Picture annotation records:
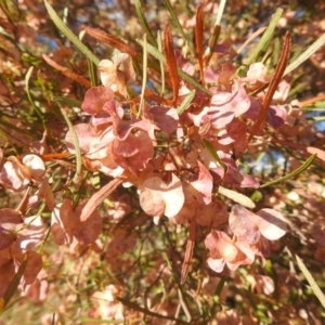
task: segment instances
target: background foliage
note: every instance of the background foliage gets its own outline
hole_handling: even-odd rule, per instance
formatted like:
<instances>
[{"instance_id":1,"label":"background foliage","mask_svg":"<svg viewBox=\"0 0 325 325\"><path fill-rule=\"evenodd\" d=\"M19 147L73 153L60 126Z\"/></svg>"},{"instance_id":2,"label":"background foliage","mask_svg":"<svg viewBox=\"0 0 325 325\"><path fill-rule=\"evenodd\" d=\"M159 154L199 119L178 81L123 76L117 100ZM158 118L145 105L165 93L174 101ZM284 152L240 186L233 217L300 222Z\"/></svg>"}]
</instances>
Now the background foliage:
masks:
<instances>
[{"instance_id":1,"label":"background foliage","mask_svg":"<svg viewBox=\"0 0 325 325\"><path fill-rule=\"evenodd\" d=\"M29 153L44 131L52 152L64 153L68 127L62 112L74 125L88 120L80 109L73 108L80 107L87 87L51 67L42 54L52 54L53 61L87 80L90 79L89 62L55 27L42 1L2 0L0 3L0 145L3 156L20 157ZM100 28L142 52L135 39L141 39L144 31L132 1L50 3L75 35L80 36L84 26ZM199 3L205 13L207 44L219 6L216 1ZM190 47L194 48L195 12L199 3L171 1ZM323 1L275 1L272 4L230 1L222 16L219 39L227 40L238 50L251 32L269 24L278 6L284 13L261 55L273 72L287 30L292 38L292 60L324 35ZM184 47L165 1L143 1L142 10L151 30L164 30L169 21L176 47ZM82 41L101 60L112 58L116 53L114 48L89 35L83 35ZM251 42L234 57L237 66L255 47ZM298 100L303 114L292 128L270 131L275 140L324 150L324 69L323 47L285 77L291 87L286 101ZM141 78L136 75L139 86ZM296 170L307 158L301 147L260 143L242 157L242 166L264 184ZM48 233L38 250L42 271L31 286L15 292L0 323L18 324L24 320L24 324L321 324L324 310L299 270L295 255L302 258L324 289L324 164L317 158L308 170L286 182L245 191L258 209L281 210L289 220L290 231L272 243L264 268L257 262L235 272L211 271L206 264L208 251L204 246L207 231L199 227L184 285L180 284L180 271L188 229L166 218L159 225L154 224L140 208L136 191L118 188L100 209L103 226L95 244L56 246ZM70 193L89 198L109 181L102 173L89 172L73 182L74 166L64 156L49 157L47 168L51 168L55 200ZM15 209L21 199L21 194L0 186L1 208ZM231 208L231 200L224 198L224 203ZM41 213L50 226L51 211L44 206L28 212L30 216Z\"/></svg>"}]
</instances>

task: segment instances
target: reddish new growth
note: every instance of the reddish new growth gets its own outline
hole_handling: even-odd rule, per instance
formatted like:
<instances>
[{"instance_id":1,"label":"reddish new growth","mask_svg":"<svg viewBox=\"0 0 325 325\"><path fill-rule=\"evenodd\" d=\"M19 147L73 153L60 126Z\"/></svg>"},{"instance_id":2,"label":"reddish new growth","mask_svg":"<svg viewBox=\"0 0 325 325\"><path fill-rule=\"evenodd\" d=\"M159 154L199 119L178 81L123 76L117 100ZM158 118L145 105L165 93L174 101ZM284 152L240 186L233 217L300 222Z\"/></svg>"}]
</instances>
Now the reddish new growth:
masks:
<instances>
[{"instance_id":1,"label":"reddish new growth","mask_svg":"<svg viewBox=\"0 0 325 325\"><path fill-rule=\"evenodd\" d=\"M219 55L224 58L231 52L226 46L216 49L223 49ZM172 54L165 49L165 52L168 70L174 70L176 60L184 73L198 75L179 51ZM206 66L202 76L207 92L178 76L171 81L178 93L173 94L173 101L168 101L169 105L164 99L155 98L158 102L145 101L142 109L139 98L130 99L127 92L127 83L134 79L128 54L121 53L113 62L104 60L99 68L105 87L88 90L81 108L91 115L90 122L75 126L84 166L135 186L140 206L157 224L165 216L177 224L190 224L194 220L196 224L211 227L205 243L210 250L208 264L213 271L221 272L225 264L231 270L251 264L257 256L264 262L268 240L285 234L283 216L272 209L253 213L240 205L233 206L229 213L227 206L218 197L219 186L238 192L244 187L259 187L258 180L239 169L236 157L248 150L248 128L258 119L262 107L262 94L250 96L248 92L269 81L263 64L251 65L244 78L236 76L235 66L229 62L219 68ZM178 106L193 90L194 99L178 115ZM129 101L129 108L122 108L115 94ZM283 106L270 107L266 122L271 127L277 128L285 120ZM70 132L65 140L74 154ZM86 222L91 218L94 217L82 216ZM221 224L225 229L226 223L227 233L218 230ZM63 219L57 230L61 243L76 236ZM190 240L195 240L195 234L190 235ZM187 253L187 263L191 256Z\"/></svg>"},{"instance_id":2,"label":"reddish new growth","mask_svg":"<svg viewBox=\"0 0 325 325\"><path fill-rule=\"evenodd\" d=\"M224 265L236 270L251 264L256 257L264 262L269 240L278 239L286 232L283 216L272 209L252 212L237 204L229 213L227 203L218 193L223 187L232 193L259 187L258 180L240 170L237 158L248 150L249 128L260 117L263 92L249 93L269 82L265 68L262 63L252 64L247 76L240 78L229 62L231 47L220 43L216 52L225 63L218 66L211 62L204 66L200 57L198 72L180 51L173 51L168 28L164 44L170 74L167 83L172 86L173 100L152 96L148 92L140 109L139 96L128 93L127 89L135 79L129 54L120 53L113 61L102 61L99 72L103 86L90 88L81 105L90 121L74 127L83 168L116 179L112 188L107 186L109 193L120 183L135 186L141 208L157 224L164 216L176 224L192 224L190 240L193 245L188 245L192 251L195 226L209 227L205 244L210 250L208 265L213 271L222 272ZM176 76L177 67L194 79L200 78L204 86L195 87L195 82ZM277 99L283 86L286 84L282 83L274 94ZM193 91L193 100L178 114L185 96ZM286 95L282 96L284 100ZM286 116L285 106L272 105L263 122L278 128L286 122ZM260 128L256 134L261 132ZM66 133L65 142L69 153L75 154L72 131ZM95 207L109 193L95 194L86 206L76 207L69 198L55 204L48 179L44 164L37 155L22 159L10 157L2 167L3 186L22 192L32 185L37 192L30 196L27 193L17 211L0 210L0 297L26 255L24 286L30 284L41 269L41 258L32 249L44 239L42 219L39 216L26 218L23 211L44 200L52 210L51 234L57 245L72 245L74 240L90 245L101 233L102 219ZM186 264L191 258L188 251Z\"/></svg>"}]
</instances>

__Required task__
Omit every picture while copying the listing above exactly.

__Task response__
task: segment instances
target: background foliage
note: every instance of the background foliage gets its own outline
hole_handling: even-odd rule, per instance
formatted like:
<instances>
[{"instance_id":1,"label":"background foliage","mask_svg":"<svg viewBox=\"0 0 325 325\"><path fill-rule=\"evenodd\" d=\"M19 147L73 153L60 126Z\"/></svg>"},{"instance_id":2,"label":"background foliage","mask_svg":"<svg viewBox=\"0 0 325 325\"><path fill-rule=\"evenodd\" d=\"M159 154L199 119L178 81L123 76L117 100ZM158 118L145 105L165 93L174 101ZM284 152L240 186L233 217L300 222Z\"/></svg>"}]
</instances>
Now the background foliage:
masks:
<instances>
[{"instance_id":1,"label":"background foliage","mask_svg":"<svg viewBox=\"0 0 325 325\"><path fill-rule=\"evenodd\" d=\"M29 153L44 131L52 152L64 153L68 127L62 112L74 125L88 120L80 109L73 108L80 107L87 87L51 67L42 54L52 54L53 61L87 80L90 79L89 62L55 27L42 1L2 0L0 3L0 145L3 156L20 157ZM100 28L142 52L135 39L141 39L144 31L132 1L50 3L75 35L80 36L84 26ZM199 3L205 13L207 44L219 6L216 1ZM190 47L194 48L195 12L199 3L171 1ZM323 1L275 1L272 4L230 1L222 16L219 39L227 40L238 50L251 32L269 24L278 6L284 13L261 55L273 72L287 30L292 38L292 60L324 35ZM184 47L165 1L143 1L142 10L151 30L164 30L169 21L176 47ZM82 41L101 60L112 58L116 53L114 48L89 35L83 35ZM251 42L234 57L237 66L255 47ZM298 100L303 114L292 128L270 131L275 140L324 150L324 69L323 47L285 77L291 87L286 101ZM141 78L136 75L139 86ZM296 170L307 158L301 147L260 143L242 157L242 166L264 184ZM48 233L38 250L42 271L31 286L15 292L0 323L18 324L24 320L24 324L321 324L324 310L299 270L295 255L302 258L324 289L324 164L317 158L308 170L286 182L245 191L258 209L281 210L289 220L290 231L272 243L264 268L257 262L235 272L211 271L206 264L208 251L204 246L207 231L199 227L184 285L180 284L180 271L188 229L166 218L159 225L154 224L140 208L136 191L118 188L100 209L103 226L95 244L56 246ZM70 193L89 198L109 181L102 173L89 172L73 182L74 166L64 156L49 157L47 168L51 168L55 200ZM15 209L21 199L21 194L0 186L1 208ZM231 208L231 200L224 198L224 203ZM41 213L50 226L51 211L44 206L28 212L30 216Z\"/></svg>"}]
</instances>

task: segment instances
target: reddish new growth
note: every instance of the reddish new growth gets its own outline
hole_handling: even-odd rule, per instance
formatted like:
<instances>
[{"instance_id":1,"label":"reddish new growth","mask_svg":"<svg viewBox=\"0 0 325 325\"><path fill-rule=\"evenodd\" d=\"M19 147L73 153L60 126Z\"/></svg>"},{"instance_id":2,"label":"reddish new growth","mask_svg":"<svg viewBox=\"0 0 325 325\"><path fill-rule=\"evenodd\" d=\"M159 154L199 119L178 81L123 76L117 100ZM158 118L145 105L165 93L174 101ZM284 152L240 186L233 217L300 222Z\"/></svg>"}]
</instances>
Now the reddish new growth:
masks:
<instances>
[{"instance_id":1,"label":"reddish new growth","mask_svg":"<svg viewBox=\"0 0 325 325\"><path fill-rule=\"evenodd\" d=\"M219 55L224 58L231 52L226 46L216 49L223 49ZM172 54L165 49L165 52L168 70L174 70L176 60L184 73L198 75L179 51ZM206 66L202 76L207 92L178 76L171 81L178 93L173 94L173 101L168 101L169 105L164 99L155 98L158 102L145 101L142 109L139 98L130 99L127 92L127 83L134 79L128 54L121 53L113 62L104 60L99 68L105 87L88 90L81 108L91 115L90 122L75 126L84 166L135 186L140 206L157 224L165 216L177 224L190 224L194 220L196 224L211 227L205 243L210 250L208 264L213 271L221 272L225 264L231 270L251 264L257 256L264 262L268 240L285 234L283 216L272 209L253 213L240 205L233 206L229 213L227 206L218 197L219 186L238 192L244 187L259 187L258 180L239 169L236 157L248 150L248 128L258 119L262 107L262 94L250 96L248 92L269 81L263 64L251 65L244 78L236 76L235 66L229 62L219 68ZM178 106L193 90L194 99L178 115ZM129 101L129 108L122 108L115 94ZM283 106L270 107L266 122L271 127L277 128L285 120ZM70 132L65 140L74 154ZM86 222L91 218L94 217L82 216ZM221 224L225 229L226 223L227 233L218 230ZM63 219L57 230L61 243L76 236ZM190 240L195 240L195 234L190 235ZM187 253L187 263L191 256Z\"/></svg>"},{"instance_id":2,"label":"reddish new growth","mask_svg":"<svg viewBox=\"0 0 325 325\"><path fill-rule=\"evenodd\" d=\"M224 265L236 270L251 264L256 257L264 262L269 240L278 239L286 232L283 216L272 209L252 212L237 204L229 213L227 203L218 193L223 187L232 193L259 187L258 180L240 170L237 158L248 150L249 128L260 117L263 92L249 93L269 82L265 68L262 63L252 64L247 76L240 78L229 62L231 47L220 43L216 52L225 63L218 66L211 62L204 66L200 57L198 72L180 51L173 51L168 28L164 44L170 74L167 83L172 86L173 100L152 96L148 92L140 109L139 96L128 93L127 89L135 79L129 54L120 53L113 61L102 61L99 72L103 86L90 88L81 105L90 121L74 127L83 168L116 179L112 188L107 186L109 193L120 183L135 186L141 208L157 224L164 216L176 224L192 224L190 240L193 245L188 245L192 251L195 226L209 227L205 244L210 250L208 265L213 271L222 272ZM176 76L177 67L194 79L200 78L204 86L195 87L195 82ZM277 99L283 86L286 84L282 83L274 94ZM193 91L193 100L178 114L185 96ZM286 95L282 96L284 100ZM286 116L285 106L272 105L263 122L278 128L286 122ZM260 128L256 134L261 132ZM66 133L65 142L69 153L75 154L72 131ZM95 207L109 193L95 194L86 206L76 207L69 198L55 204L48 179L44 164L37 155L22 159L10 157L2 167L3 186L22 192L32 185L37 192L30 196L27 193L17 211L0 210L0 297L26 255L24 286L30 284L41 269L41 258L32 249L44 239L42 219L39 216L26 218L23 211L44 200L52 210L51 234L57 245L72 245L74 240L90 245L101 233L102 219ZM186 264L191 258L188 251Z\"/></svg>"}]
</instances>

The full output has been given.